═════ Data supplied

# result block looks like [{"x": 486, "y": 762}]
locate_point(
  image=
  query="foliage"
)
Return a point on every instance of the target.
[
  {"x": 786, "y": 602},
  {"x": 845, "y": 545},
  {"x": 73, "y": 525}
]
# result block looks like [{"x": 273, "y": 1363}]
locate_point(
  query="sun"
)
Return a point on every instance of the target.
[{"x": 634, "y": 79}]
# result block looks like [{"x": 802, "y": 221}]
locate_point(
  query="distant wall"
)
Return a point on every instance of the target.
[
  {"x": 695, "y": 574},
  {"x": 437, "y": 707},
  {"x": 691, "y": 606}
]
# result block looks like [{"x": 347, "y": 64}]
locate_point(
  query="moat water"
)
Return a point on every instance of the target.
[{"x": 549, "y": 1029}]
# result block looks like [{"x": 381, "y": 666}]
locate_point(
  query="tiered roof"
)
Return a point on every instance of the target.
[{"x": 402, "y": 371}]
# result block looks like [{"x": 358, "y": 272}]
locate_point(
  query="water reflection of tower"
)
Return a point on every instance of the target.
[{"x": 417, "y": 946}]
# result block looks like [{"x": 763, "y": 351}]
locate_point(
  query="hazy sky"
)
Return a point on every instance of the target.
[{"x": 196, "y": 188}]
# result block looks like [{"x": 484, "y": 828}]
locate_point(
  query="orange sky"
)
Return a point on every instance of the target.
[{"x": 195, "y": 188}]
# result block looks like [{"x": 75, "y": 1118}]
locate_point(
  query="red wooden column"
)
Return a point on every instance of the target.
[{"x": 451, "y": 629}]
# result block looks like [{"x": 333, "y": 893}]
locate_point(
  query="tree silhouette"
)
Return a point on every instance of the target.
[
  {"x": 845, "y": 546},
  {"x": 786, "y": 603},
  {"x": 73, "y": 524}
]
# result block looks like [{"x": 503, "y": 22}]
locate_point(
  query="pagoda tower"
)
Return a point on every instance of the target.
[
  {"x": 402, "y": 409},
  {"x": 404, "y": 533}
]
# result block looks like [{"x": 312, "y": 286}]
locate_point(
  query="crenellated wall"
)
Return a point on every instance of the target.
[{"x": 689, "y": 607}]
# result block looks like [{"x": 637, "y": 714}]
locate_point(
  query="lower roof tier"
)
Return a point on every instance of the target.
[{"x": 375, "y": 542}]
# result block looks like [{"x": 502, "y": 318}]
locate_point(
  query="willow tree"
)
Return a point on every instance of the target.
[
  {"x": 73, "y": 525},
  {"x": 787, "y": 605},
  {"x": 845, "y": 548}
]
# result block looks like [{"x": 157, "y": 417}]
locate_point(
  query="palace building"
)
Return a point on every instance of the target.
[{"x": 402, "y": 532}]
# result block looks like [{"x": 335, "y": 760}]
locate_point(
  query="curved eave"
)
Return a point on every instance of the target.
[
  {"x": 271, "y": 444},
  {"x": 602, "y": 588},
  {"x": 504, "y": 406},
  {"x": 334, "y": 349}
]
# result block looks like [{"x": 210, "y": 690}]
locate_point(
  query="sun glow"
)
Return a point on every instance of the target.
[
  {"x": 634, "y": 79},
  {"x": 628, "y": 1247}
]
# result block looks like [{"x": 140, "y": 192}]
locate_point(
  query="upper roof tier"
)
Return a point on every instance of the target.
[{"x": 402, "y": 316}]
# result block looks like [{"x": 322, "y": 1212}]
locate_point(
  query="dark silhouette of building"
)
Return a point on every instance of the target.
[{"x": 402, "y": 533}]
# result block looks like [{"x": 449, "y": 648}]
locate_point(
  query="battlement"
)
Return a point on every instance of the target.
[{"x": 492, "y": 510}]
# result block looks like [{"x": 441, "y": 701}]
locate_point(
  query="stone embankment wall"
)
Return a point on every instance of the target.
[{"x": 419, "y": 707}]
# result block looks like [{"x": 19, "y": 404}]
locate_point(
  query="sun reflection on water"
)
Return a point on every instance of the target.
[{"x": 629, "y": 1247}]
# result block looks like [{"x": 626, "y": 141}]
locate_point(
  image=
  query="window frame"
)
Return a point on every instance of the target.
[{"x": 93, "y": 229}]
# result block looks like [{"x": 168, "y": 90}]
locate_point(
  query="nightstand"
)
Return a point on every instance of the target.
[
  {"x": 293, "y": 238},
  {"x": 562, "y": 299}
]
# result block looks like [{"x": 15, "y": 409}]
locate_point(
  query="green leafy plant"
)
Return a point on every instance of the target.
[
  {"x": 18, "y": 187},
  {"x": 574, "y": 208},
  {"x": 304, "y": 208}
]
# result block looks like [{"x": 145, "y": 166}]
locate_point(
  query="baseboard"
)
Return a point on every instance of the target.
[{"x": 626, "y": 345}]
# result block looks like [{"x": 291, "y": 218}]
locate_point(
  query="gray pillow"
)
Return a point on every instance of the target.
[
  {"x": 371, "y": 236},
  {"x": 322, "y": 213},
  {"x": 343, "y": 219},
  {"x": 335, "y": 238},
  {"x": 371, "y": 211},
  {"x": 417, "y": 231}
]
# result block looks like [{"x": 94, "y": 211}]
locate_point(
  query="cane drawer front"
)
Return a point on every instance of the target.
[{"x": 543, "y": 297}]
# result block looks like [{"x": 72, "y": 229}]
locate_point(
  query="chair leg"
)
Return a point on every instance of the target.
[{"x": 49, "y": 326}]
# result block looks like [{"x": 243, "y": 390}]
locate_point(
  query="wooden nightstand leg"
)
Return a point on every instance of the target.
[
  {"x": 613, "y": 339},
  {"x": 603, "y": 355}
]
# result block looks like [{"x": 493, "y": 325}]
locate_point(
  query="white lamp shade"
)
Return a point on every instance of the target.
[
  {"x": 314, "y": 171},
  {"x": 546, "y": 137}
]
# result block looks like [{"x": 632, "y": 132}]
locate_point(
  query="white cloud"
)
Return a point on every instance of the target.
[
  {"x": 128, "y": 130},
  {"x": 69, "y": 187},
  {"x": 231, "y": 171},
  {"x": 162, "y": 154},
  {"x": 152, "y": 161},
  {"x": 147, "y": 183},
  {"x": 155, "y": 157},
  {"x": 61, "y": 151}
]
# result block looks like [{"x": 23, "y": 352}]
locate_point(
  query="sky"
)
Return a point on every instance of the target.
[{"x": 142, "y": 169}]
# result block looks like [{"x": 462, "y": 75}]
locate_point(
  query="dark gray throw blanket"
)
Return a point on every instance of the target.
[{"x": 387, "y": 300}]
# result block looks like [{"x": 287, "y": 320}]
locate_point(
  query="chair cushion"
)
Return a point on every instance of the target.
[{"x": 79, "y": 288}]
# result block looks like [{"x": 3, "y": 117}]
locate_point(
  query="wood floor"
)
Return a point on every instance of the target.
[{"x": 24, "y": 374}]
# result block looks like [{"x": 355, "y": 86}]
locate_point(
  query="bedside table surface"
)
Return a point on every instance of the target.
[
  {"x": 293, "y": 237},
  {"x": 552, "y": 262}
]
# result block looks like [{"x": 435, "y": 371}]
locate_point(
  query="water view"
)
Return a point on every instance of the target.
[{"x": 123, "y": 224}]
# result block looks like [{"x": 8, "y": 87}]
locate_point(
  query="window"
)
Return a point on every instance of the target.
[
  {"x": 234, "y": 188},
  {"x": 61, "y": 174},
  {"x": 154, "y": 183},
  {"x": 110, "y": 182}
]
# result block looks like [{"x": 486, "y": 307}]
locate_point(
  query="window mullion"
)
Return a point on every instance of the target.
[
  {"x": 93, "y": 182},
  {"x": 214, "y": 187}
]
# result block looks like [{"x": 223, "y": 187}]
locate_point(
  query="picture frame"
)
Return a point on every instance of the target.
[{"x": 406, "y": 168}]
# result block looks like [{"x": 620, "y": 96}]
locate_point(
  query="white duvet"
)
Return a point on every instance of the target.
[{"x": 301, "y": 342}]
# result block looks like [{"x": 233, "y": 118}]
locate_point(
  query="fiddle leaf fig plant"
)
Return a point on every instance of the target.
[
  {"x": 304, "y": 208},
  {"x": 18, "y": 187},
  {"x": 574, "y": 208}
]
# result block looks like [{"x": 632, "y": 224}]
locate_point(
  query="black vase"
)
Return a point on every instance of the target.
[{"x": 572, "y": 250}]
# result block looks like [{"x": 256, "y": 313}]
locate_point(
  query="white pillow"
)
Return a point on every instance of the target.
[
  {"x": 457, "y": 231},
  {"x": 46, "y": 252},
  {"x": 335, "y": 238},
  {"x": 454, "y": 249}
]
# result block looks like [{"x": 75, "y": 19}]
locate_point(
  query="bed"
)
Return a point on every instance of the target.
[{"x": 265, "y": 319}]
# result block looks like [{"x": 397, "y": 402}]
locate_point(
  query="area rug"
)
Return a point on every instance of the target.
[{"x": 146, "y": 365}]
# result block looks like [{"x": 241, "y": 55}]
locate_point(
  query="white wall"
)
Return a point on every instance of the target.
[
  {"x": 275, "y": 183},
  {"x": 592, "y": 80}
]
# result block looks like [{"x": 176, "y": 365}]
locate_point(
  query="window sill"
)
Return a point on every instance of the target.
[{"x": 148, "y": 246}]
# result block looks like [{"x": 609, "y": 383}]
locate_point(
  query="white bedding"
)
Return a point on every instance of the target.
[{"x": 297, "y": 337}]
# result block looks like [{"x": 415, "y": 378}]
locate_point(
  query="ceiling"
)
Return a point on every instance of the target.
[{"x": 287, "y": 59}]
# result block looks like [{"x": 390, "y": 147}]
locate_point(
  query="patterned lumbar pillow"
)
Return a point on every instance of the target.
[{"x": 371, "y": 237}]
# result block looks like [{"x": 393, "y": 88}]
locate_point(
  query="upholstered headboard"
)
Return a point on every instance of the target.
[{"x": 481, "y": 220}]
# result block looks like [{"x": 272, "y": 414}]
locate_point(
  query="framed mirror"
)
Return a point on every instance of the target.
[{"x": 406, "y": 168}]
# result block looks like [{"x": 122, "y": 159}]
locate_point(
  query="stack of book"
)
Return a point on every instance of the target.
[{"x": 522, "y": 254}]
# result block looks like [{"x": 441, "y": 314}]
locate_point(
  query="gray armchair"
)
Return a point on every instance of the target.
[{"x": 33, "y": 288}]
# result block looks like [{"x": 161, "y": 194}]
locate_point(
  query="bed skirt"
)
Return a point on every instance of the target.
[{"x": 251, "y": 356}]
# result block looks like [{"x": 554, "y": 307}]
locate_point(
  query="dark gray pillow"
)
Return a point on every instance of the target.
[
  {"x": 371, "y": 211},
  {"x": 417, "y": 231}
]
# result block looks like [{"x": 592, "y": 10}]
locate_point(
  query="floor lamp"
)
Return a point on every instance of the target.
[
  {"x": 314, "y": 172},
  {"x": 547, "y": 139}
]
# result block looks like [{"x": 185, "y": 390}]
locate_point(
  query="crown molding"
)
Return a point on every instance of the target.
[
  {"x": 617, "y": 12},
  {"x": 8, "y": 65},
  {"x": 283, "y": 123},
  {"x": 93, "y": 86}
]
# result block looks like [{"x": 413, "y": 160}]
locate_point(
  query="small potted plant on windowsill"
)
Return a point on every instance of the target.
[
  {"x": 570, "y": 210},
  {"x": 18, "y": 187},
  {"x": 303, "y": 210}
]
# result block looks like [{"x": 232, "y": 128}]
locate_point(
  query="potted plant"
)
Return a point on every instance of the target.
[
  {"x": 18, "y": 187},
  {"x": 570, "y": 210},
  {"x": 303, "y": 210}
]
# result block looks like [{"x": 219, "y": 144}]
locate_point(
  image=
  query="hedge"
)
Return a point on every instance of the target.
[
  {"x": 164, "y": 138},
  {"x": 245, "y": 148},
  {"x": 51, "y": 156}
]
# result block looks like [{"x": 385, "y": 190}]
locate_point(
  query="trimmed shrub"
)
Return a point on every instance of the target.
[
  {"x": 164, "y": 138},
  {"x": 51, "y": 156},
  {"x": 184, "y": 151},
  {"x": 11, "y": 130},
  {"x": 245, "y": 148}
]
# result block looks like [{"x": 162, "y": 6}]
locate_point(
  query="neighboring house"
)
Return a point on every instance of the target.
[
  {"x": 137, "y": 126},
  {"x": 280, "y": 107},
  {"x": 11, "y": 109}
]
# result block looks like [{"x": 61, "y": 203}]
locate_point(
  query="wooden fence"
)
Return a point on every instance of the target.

══════════

§ **Given exercise**
Extract every line from the records that contains the word "water", and copy each of those lines in full.

§ **Solved problem**
  query="moat water"
  query="water reflection of tower"
  query="sun reflection on water"
  query="water view"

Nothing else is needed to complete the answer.